Exercise instructions:
Extract each line in the entries below that contains the word "window".

Data shown:
########################################

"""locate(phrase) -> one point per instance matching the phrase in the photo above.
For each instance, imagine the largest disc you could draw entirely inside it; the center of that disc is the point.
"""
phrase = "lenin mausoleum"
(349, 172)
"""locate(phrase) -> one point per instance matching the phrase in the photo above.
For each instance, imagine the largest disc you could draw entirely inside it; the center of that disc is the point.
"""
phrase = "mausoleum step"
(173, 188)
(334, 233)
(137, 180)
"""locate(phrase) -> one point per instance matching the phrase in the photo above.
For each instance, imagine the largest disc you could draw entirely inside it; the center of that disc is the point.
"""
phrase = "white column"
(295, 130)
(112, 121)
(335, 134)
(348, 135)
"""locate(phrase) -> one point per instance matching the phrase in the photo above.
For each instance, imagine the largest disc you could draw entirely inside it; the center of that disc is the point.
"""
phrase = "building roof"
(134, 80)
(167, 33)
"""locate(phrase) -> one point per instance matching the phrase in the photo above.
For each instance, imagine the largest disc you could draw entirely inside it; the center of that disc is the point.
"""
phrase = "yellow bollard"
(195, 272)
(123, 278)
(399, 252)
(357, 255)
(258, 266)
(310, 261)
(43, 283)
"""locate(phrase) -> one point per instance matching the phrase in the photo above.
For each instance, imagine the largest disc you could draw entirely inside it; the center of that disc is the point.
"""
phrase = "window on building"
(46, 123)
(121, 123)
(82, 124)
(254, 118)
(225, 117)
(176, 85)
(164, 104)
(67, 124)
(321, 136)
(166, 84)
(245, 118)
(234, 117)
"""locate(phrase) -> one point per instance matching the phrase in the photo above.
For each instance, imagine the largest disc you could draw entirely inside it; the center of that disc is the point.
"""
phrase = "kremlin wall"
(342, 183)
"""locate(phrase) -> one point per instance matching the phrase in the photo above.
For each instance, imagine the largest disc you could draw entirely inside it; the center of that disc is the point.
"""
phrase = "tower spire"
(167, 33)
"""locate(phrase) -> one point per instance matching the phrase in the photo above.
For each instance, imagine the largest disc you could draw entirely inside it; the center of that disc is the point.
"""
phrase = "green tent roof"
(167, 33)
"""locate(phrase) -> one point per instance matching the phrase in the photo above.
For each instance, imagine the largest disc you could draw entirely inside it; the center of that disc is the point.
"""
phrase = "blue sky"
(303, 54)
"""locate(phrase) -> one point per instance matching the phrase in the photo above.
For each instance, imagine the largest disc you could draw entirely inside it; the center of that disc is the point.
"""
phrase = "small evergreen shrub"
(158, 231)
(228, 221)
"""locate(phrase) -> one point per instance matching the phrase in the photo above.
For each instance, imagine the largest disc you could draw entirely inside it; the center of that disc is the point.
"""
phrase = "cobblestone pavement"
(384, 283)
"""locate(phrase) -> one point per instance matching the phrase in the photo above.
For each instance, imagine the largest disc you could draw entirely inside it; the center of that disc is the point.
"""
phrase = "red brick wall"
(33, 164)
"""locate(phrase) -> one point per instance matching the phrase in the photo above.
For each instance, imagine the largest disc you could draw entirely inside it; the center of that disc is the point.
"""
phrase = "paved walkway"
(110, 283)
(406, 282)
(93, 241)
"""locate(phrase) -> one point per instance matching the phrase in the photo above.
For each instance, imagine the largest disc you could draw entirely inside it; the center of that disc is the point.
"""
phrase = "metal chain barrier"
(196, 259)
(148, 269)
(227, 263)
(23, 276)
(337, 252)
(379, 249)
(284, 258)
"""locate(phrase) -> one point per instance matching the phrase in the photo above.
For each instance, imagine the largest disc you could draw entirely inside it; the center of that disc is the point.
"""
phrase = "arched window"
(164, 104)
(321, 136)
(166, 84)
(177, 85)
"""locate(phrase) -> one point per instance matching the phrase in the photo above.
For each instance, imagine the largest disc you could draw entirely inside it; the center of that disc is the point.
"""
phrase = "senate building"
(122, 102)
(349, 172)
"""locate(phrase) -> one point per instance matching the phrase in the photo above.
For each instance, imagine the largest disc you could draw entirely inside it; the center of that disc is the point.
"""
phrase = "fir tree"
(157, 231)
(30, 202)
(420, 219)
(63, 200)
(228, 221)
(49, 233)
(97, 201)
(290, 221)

########################################

Finished exercise:
phrase = "window on building"
phrase = "arched window"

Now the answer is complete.